#### Work instruction
Please return every line from the entries that has the string "below" in it.

#### Records provided
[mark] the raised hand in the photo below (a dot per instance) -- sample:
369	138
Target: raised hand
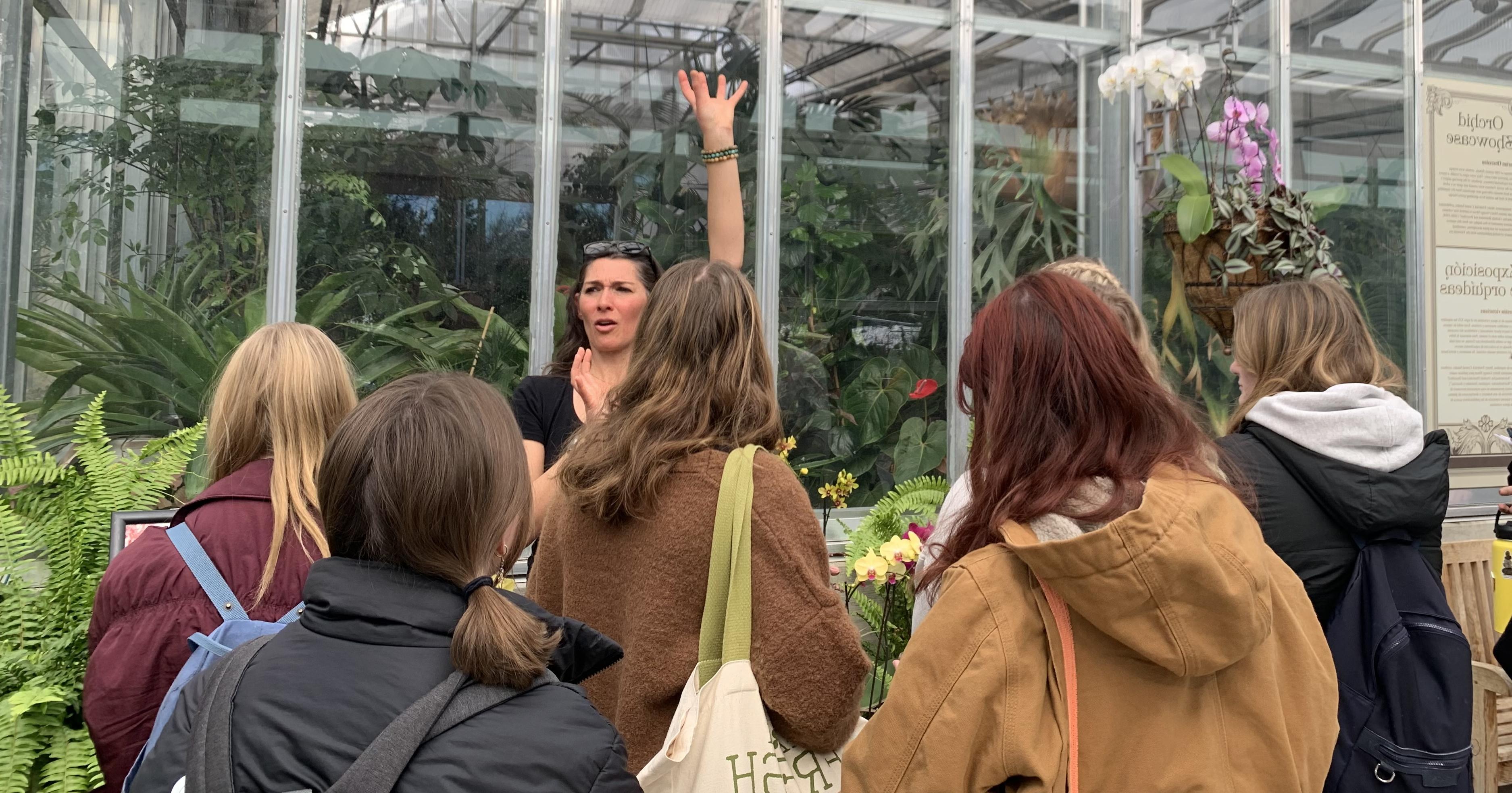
589	390
716	112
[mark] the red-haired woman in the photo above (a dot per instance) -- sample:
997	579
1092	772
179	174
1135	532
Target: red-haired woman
1109	615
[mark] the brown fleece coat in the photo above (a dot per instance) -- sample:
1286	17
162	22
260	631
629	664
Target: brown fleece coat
643	585
1200	664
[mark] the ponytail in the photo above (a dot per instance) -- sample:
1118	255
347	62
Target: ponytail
498	644
429	473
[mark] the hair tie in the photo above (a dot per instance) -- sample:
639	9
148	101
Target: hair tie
475	585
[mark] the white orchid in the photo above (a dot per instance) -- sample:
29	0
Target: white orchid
1129	73
1159	87
1160	70
1156	60
1189	69
1109	85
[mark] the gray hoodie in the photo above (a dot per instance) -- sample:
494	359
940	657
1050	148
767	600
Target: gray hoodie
1354	422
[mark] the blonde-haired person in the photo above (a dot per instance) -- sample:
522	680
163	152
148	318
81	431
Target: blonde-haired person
277	402
1097	277
627	549
1331	452
424	492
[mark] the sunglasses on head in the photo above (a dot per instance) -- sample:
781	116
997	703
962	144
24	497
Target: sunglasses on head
621	248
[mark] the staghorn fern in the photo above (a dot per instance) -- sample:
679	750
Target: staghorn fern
55	517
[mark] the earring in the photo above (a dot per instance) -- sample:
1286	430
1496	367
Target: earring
502	579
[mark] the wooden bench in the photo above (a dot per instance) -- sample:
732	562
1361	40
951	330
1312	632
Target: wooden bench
1469	585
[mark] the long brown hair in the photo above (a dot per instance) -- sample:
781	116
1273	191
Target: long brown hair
699	380
1306	336
280	396
1060	398
430	475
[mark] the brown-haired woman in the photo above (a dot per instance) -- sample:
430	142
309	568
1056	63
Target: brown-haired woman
627	549
1098	523
608	300
276	405
1330	450
424	492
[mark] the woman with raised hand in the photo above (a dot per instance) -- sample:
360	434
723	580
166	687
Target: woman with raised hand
425	492
1331	452
627	547
276	405
605	304
1109	614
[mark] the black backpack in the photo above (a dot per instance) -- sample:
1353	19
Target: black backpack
377	769
1404	679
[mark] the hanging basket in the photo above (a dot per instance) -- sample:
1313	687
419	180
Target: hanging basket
1206	294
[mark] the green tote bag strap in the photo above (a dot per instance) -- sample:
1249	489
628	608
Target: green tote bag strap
726	631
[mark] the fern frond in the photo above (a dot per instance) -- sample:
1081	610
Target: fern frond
26	718
16	436
73	766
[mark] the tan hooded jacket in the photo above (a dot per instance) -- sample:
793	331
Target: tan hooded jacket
1200	664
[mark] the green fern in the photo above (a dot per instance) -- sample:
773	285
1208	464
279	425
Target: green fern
918	498
55	517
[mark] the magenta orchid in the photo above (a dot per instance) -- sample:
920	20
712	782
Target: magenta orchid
1234	132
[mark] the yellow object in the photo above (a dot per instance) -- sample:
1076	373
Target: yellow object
1502	571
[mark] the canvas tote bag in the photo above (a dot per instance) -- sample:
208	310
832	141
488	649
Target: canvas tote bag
720	739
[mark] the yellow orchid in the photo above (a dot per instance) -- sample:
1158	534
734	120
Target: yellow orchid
899	550
870	567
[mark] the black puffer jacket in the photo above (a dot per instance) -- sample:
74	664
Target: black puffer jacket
1312	507
373	641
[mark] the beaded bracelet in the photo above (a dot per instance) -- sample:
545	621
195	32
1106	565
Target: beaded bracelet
722	155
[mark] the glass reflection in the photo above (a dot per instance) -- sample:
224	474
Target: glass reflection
417	179
862	315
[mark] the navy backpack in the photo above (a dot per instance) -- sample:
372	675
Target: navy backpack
235	631
1404	679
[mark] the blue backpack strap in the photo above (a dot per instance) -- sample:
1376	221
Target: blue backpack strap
292	617
205	571
209	646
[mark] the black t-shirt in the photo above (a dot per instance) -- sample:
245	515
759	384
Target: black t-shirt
545	413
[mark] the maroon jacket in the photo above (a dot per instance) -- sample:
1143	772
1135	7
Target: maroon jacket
149	605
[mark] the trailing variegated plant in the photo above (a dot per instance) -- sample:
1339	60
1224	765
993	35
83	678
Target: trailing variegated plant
55	535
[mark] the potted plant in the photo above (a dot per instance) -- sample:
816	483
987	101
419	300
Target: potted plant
1236	224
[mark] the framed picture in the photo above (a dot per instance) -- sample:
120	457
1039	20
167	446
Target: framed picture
127	526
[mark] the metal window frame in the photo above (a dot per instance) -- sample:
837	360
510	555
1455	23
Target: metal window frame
1416	143
768	177
1281	81
16	62
283	233
961	233
545	215
1133	121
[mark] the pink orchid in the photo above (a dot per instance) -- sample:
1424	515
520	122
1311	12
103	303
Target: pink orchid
1240	111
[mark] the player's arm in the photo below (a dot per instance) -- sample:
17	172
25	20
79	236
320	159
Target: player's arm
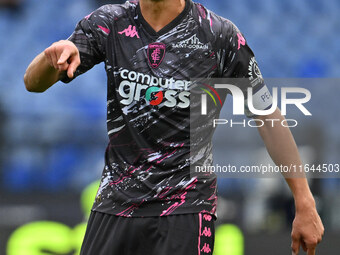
307	226
57	61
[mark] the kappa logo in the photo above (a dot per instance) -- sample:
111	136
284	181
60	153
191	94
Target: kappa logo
131	31
254	72
156	53
192	43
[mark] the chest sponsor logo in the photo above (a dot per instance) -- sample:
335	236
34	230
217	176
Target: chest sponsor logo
192	43
131	31
156	53
154	90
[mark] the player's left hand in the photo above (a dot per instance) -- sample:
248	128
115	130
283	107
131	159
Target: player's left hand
307	229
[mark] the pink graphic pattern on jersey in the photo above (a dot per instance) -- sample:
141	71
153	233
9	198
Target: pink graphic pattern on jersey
104	29
241	40
131	31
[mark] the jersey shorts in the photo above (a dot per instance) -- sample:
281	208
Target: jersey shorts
183	234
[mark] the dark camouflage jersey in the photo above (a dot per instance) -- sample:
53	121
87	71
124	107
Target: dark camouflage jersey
147	161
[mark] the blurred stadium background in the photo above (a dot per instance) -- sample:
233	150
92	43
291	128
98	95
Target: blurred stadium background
52	144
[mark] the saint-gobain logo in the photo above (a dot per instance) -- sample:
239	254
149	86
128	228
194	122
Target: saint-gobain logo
256	101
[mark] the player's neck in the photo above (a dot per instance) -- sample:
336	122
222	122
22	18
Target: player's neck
159	13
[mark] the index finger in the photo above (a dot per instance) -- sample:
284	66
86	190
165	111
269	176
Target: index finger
63	57
311	251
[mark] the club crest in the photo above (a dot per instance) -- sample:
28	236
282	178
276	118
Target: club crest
156	53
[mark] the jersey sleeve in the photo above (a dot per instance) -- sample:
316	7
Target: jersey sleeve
89	36
240	63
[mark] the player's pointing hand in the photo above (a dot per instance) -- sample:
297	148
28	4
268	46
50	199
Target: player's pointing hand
63	56
307	230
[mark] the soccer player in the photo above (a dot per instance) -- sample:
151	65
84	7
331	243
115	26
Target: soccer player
147	202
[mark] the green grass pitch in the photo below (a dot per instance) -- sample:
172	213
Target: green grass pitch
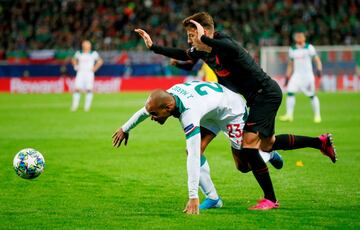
88	184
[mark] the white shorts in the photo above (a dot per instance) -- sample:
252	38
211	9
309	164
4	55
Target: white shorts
304	84
232	127
84	81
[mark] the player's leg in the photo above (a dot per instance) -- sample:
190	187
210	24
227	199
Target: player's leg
315	104
260	126
76	94
212	199
290	100
89	91
250	151
289	141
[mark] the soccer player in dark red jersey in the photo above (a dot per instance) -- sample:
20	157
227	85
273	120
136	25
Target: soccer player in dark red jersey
238	71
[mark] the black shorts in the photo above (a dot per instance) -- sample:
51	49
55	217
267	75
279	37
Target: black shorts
262	110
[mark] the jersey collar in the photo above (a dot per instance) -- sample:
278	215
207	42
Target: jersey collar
179	107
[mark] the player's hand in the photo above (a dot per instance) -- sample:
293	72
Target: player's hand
199	28
318	73
145	36
286	81
119	136
173	61
192	207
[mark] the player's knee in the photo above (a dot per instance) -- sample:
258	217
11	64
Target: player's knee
266	144
250	140
243	168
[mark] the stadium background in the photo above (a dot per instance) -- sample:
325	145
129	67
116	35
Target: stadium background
39	38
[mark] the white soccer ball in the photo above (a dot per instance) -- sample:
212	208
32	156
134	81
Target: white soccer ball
29	163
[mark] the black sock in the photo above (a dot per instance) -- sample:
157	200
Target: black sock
261	172
289	141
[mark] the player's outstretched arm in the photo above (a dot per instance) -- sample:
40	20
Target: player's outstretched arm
146	37
123	132
119	136
170	52
215	43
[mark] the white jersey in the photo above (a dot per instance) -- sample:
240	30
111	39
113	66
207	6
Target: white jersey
86	61
198	104
302	59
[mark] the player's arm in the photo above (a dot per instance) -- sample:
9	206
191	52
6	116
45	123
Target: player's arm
223	44
75	61
98	64
289	71
318	65
123	132
175	53
193	147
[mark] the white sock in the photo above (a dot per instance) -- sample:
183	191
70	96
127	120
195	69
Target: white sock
265	155
206	184
290	104
76	101
315	103
88	101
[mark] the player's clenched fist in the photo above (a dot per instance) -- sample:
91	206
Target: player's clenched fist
119	136
145	36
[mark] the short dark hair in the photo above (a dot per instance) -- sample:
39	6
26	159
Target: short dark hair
202	17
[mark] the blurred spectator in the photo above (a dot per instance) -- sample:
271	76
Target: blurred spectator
61	24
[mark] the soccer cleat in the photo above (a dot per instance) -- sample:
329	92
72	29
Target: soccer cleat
286	118
209	203
276	160
265	204
327	147
317	119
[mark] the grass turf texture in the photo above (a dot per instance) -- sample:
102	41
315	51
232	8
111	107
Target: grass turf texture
88	184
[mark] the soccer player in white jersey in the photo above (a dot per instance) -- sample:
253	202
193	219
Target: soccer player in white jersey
203	109
300	76
86	62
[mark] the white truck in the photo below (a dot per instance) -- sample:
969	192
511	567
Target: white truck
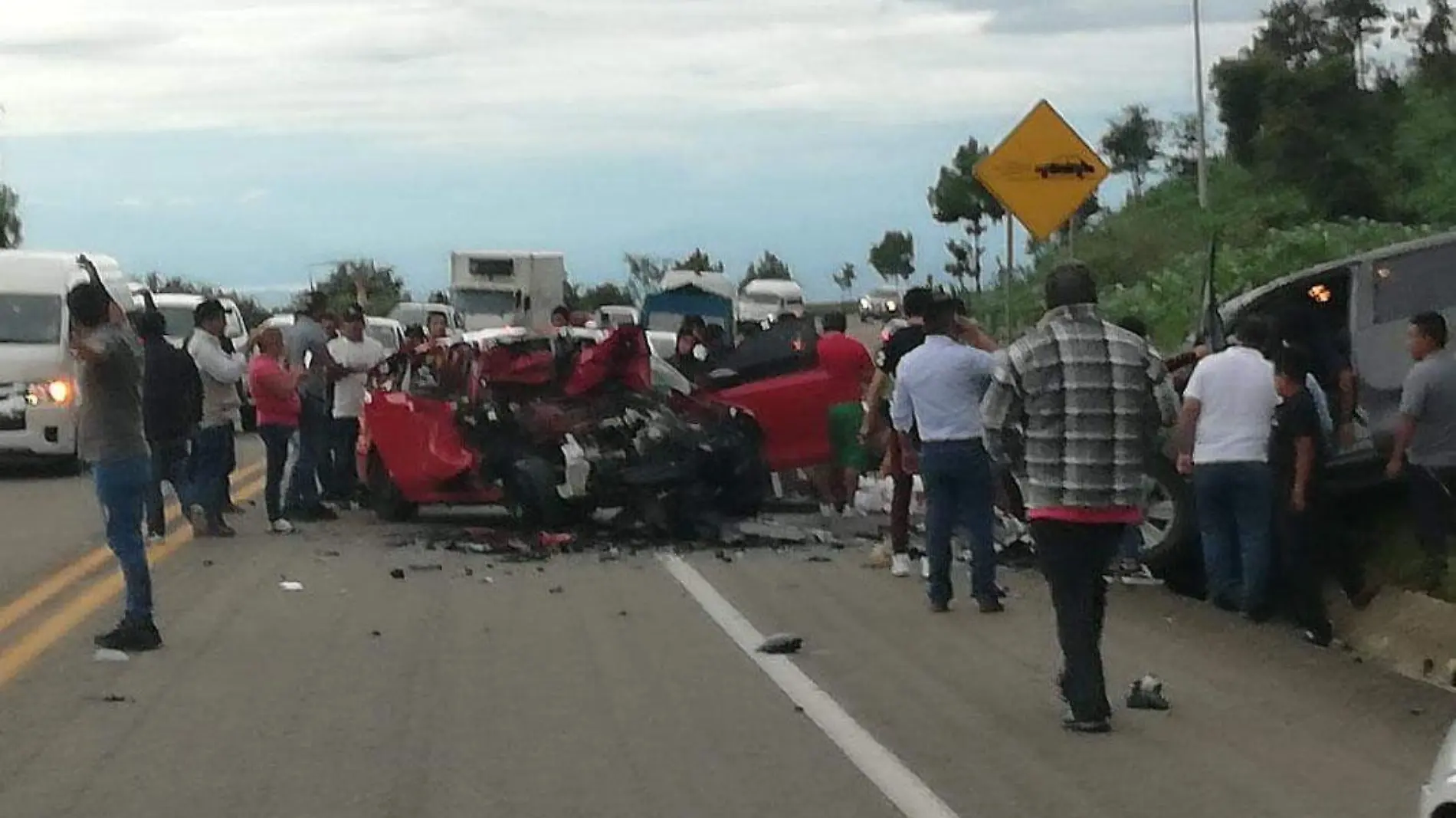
495	288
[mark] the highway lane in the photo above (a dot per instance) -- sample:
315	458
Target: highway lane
51	520
589	688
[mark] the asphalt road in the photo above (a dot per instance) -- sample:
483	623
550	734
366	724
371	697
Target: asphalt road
603	688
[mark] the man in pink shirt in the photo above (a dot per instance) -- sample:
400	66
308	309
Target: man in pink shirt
276	395
848	363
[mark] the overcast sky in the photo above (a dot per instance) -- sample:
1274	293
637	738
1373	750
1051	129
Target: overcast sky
242	140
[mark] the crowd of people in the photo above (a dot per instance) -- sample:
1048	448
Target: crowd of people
1074	409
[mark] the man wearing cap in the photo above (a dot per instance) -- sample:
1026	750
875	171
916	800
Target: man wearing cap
356	354
307	347
212	448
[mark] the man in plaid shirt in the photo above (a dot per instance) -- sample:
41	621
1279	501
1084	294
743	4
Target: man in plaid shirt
1074	409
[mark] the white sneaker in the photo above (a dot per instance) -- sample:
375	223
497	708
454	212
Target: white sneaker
900	565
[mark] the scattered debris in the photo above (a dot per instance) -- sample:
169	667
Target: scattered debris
772	531
781	644
1148	695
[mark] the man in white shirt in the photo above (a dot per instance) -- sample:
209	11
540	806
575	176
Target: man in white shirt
356	354
212	450
938	393
1223	440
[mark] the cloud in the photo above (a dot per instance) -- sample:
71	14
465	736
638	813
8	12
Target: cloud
506	77
1061	16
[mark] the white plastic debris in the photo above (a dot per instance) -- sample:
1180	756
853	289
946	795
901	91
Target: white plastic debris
579	469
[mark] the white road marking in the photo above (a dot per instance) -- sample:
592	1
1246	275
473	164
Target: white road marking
883	767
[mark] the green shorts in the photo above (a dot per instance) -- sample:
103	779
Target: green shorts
844	435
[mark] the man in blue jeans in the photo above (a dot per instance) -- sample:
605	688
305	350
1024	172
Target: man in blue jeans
307	347
111	439
213	447
1223	442
938	392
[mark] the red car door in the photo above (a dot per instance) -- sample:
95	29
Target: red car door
792	412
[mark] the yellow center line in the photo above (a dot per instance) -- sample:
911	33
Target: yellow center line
44	591
76	612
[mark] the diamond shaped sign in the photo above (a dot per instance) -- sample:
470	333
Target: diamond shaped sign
1041	172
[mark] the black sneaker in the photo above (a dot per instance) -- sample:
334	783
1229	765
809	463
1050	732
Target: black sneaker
130	638
1087	727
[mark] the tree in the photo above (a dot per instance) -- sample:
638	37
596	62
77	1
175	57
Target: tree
1087	212
382	287
893	258
844	278
960	199
1179	147
698	261
1132	144
964	264
254	314
768	265
11	232
644	275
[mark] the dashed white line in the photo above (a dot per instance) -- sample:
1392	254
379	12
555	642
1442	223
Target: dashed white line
883	767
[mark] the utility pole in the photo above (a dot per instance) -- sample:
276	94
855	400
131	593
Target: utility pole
1203	127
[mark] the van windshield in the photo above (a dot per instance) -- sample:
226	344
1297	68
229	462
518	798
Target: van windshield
179	320
760	297
484	301
29	319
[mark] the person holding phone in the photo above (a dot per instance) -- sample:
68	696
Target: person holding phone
111	435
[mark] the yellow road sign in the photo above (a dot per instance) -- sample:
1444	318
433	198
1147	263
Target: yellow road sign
1041	172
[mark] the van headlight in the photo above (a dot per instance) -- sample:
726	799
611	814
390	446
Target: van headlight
50	393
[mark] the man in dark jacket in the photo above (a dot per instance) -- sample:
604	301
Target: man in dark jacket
172	405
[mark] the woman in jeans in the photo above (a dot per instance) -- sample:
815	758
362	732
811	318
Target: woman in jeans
276	396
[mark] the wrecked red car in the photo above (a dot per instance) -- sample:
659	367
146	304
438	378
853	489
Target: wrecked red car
559	425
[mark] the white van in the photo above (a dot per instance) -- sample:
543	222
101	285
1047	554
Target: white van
766	299
37	374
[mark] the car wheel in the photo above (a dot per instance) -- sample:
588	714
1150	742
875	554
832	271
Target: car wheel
1168	524
752	482
385	497
532	492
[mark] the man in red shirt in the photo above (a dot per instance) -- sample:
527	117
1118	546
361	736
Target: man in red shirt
851	370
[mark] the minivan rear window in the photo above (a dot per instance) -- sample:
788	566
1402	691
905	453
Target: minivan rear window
29	319
1414	283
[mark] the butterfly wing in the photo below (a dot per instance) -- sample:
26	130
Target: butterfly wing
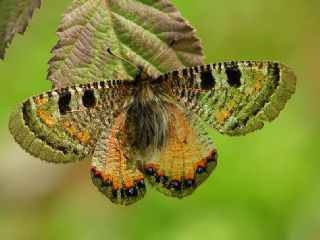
186	160
114	170
63	125
233	97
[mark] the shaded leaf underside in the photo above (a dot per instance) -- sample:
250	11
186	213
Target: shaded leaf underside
14	18
135	30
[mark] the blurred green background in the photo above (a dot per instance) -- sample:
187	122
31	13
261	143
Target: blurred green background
267	184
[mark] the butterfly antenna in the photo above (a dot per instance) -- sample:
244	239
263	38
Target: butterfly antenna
170	45
123	59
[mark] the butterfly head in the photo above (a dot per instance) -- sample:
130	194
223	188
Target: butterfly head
142	75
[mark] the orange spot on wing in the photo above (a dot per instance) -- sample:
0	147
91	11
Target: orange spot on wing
189	176
40	101
116	185
48	120
222	115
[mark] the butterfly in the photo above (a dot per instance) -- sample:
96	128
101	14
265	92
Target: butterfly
149	128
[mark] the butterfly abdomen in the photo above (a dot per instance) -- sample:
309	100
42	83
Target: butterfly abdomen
148	115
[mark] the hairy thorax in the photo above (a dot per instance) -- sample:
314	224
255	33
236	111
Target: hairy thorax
148	115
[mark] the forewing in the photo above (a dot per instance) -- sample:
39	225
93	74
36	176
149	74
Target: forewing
233	97
186	160
63	125
114	170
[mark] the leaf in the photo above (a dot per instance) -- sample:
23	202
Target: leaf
135	30
14	18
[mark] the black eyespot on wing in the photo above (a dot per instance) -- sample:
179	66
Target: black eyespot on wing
64	102
208	80
88	99
234	76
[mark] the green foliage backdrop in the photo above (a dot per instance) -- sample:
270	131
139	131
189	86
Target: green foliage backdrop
267	184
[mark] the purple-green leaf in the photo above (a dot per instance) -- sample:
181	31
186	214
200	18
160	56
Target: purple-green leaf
14	18
137	30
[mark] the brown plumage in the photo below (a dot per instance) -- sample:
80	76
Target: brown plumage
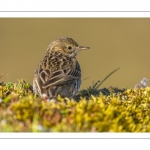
59	72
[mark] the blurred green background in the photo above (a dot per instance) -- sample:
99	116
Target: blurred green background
114	42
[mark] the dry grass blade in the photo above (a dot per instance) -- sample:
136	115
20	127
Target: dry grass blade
96	87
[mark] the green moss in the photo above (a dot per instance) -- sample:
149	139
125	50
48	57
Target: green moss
92	110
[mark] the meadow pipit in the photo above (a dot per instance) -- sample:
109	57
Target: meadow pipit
59	72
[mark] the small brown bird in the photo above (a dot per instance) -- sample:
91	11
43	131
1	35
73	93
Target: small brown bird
59	72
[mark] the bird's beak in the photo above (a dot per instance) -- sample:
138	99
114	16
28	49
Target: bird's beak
83	48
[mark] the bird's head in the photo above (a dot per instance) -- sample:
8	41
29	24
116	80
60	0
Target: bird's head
66	46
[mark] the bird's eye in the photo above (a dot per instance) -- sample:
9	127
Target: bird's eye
69	47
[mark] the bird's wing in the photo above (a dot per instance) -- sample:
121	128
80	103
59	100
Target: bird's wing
61	77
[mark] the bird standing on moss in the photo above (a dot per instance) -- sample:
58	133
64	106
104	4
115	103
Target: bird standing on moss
59	72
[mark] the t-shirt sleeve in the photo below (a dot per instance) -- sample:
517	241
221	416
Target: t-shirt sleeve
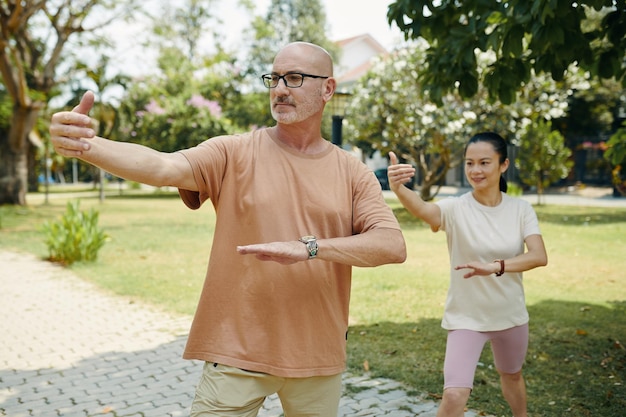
531	223
208	161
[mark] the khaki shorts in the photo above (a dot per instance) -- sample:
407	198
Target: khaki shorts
227	391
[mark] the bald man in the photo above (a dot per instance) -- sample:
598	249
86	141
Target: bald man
294	214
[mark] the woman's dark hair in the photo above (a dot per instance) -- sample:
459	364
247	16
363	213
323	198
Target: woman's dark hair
499	145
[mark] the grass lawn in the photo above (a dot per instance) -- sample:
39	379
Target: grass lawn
576	365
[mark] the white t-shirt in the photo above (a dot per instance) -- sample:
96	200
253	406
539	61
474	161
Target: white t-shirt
480	233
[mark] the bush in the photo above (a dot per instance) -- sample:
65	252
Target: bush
76	237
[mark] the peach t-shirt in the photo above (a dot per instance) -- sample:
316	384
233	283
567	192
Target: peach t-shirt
285	320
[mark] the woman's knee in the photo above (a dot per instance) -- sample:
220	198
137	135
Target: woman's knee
511	377
456	395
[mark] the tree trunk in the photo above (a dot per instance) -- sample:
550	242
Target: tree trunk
14	148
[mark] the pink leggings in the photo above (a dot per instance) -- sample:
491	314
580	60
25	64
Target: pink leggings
464	347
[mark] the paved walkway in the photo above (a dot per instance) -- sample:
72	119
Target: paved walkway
68	349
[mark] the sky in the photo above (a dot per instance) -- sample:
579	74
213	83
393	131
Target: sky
345	18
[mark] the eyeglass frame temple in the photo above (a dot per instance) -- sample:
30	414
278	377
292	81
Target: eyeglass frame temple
290	73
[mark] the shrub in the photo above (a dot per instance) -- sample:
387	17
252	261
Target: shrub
76	237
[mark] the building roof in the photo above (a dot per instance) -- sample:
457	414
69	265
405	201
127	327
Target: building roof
357	55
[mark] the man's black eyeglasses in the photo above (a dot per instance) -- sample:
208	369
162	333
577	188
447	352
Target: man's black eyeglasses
291	80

#### Written reply
[mark] the raised hand in the photo below (a dot per instance) -- sample:
[mark] the player's arm in the photo below (a dot per instance) -- sample:
[mark] the green grass pitch in the photo below (a dot per instance) -- sample:
[mark] the white truck in the photo below (a dot per instance) -- sample:
[mark] the butterfly wing in the photo below (a dot per instance) -- sample:
[mark] the brown plumage in the photo below (a dot per instance) -- sample:
[mark] the t-shirt sleeve in the photo below (a dot per instance) -- sample:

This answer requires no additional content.